> Supplied text:

## START

Cary Grant was a made-up character according to—Cary Grant.
“I’m playing a part,” he told interviewer Jim Bawden. “It’s a part I’ve been playing for a long time, but no way am I really Cary Grant.”
Gloria Swanson said Billy Wilder approached Mary Pickford and Greta Garbo before he finally cast her as Norma Desmond in Sunset Boulevard. Roy Rogers admitted he had no idea how to act when he started in movies. Cast as a villain in his first picture, all he could think to do was frown.
Van Johnson remembered the day Clark Gable, MGM’s top box office star for many years, left the studio. “He was considered too expensive at $6,000 a week…(I) watched from an upstairs window as Gable drove his convertible right around that loop. Then he stood up and saluted and drove away and with him went the studio’s glory.”
These and dozens of other anecdotes and memories of a bygone age fill Conversations with Classic Film Stars: Interviews from Hollywood’s Golden Era by Jim Bawden and Ron Miller. The book, published by the University Press of Kentucky, gleaned from interviews both authors conducted with various stars over the years, is at once a delicious wallow in nostalgia and a sad reminder that movies no longer matter the way they used to.
I devoured Conversations with Classic Film Stars as the movie summer of 2016 wound down, leaving a bad taste in everyone’s mouth and Hollywood wondering if there was any future at all in the wake of the failure of so many blockbuster behemoths.
“Cinema Is Dead?” asked a recent New York Times headline, before hurrying to reassure that maybe it isn’t—maybe.

## END

> Data listing:

## START

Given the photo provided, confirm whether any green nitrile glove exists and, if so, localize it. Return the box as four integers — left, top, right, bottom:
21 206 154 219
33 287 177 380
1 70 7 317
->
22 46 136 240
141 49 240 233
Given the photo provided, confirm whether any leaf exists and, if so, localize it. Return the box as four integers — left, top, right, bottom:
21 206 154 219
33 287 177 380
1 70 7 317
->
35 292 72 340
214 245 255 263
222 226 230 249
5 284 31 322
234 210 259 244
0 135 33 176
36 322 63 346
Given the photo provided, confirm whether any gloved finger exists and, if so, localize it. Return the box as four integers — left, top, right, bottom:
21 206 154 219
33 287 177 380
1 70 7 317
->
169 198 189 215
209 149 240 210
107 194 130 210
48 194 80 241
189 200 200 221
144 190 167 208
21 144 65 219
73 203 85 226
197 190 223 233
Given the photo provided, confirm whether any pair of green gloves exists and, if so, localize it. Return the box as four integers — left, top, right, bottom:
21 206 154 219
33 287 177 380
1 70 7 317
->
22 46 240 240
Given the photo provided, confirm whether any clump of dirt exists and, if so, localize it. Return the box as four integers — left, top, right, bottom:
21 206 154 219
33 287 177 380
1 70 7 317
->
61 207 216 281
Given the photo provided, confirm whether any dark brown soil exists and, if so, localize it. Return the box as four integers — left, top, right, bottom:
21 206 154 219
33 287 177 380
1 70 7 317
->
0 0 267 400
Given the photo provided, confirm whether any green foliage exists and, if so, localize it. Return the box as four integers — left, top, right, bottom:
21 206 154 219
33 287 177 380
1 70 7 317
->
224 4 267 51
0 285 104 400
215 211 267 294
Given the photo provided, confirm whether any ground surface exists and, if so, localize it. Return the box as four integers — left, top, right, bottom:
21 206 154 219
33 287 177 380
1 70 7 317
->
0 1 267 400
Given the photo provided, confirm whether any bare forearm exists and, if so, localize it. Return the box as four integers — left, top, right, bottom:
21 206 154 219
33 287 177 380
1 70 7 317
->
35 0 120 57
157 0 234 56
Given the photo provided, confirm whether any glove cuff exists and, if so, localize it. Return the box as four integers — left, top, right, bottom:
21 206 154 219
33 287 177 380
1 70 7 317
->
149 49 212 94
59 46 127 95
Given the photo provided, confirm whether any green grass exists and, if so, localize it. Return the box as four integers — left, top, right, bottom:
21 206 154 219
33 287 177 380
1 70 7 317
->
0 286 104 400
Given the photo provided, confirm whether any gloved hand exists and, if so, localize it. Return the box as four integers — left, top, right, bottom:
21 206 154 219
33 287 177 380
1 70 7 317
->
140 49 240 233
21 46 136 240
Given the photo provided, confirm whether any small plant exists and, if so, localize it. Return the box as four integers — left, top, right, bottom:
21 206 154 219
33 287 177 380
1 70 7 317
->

## END
## START

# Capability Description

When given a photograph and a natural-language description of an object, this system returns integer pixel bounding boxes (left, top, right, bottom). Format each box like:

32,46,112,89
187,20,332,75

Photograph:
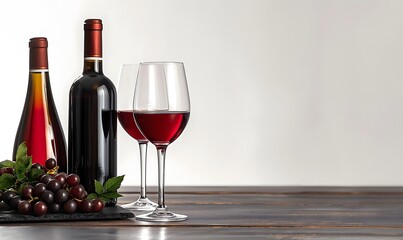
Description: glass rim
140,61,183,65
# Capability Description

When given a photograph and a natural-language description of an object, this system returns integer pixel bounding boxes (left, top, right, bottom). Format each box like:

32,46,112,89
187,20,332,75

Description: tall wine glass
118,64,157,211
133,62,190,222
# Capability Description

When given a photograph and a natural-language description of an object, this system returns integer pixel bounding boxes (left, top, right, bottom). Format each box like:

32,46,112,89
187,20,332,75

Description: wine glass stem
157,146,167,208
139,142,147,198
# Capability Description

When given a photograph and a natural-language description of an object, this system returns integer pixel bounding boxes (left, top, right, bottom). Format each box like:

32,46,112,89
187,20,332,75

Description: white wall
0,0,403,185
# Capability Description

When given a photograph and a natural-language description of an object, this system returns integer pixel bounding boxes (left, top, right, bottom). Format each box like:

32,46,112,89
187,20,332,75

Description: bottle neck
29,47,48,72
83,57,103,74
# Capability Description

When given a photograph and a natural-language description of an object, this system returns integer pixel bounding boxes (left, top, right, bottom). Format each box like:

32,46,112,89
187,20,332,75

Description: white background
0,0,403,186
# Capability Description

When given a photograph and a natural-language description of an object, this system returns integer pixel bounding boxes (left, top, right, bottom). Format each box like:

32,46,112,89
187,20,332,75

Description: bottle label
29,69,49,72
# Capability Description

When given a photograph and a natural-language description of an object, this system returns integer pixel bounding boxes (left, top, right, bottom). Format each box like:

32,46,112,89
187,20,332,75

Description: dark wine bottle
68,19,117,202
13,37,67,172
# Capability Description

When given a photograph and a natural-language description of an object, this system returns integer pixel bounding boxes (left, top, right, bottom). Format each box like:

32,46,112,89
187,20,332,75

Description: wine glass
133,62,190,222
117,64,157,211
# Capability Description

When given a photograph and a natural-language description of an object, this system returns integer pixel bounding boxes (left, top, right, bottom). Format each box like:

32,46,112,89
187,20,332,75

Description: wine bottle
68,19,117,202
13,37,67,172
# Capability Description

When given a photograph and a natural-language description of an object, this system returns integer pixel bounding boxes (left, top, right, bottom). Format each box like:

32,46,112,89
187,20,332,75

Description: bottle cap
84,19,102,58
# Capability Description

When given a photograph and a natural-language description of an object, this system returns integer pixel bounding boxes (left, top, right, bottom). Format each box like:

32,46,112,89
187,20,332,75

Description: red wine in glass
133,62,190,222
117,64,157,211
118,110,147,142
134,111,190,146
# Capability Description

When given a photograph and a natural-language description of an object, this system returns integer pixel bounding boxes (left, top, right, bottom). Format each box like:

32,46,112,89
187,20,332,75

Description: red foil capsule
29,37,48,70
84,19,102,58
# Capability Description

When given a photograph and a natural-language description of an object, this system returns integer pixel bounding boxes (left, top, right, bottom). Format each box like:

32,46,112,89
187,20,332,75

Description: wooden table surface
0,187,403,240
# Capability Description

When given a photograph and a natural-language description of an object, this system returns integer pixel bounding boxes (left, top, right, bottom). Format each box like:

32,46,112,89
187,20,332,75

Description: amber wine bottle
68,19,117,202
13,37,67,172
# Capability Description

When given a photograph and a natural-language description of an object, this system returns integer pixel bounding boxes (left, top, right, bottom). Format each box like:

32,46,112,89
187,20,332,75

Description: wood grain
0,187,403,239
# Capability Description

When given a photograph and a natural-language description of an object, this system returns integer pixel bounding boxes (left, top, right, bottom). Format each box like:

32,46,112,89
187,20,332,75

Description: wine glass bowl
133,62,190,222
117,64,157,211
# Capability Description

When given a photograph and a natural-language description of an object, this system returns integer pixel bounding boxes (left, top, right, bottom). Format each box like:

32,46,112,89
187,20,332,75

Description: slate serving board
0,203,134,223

## END
## START

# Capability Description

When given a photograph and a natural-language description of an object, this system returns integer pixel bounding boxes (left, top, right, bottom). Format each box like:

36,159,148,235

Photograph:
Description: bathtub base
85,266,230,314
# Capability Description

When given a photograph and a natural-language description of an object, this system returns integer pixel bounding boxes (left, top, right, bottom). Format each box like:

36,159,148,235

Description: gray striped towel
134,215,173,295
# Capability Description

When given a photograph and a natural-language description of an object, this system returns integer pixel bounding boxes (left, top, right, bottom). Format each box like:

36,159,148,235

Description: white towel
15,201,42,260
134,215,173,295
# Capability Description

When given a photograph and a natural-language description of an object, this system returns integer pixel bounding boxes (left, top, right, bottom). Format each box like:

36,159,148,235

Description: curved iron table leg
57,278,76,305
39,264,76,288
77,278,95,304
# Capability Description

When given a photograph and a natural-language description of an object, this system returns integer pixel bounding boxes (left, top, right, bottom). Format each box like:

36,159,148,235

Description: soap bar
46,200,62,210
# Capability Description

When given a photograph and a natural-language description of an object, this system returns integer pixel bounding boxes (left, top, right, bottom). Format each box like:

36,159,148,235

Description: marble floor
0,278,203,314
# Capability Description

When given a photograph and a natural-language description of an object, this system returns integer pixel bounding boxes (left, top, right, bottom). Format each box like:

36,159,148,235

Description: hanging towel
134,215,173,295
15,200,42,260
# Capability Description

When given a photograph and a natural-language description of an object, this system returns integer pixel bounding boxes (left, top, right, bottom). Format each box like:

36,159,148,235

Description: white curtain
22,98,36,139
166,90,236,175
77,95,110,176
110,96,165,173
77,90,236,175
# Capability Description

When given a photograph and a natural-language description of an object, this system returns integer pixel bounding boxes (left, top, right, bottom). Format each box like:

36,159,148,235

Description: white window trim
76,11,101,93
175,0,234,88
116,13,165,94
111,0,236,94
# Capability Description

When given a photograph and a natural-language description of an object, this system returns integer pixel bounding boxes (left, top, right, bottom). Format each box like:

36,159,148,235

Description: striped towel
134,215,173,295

## END

> Requirements:
1. Reproduce the records between the lines holding "Given the photo provided, confirm whether any green nitrile" and "141 49 240 233", inclusive, with every bounding-box coordinate in the answers raised by 28 and everything else left as it is.
2. Extend the review of the book of classic film star interviews, picking up right after its final sentence.

> Per-task outputs:
1.
Given the photo provided, confirm whether any green nitrile glove exists and, if so, localize it. Return the box as four integers — left, top, right, bottom:
21 206 154 219
33 287 177 380
1 70 7 317
->
50 74 164 268
169 77 268 261

2.
Now that September is upon us accompanied by the arrival of the Toronto International Film Festival, the start of awards season, and a clutch of films that don’t rely on special effects or comic book heroes in tights, there is a burst of optimism. Yet a shadow hangs over film; if the movies are not dead or dying, they are at least unhealthy and possibly on life support.
Wired magazine in its critical appraisal of this past summer’s offerings concluded that this could well be “the worst. Year. Ever.”
Referring to the avalanche of mediocre box office duds littering your local Cineplex over the past four months, Wired critic Brian Raftery wrote: “These movies didn’t just fail; they almost seemed to never exist in the first place, having been dismissed or disposed of immediately upon impact.”
Certainly the glamor and excitement that used to accompany going to movies has, for me a least, long since slipped away. The slippage began in the 1980s when I was writing about film. Those of us who covered cinema could see that something was going seriously wrong. The high profile failures of Martin Scorsese’s Raging Bull and Michael Cimino’s Heaven’s Gate spelled the end of the autonomy many directors had enjoyed throughout the seventies and which produced what is generally regarded as the last great age of American cinema.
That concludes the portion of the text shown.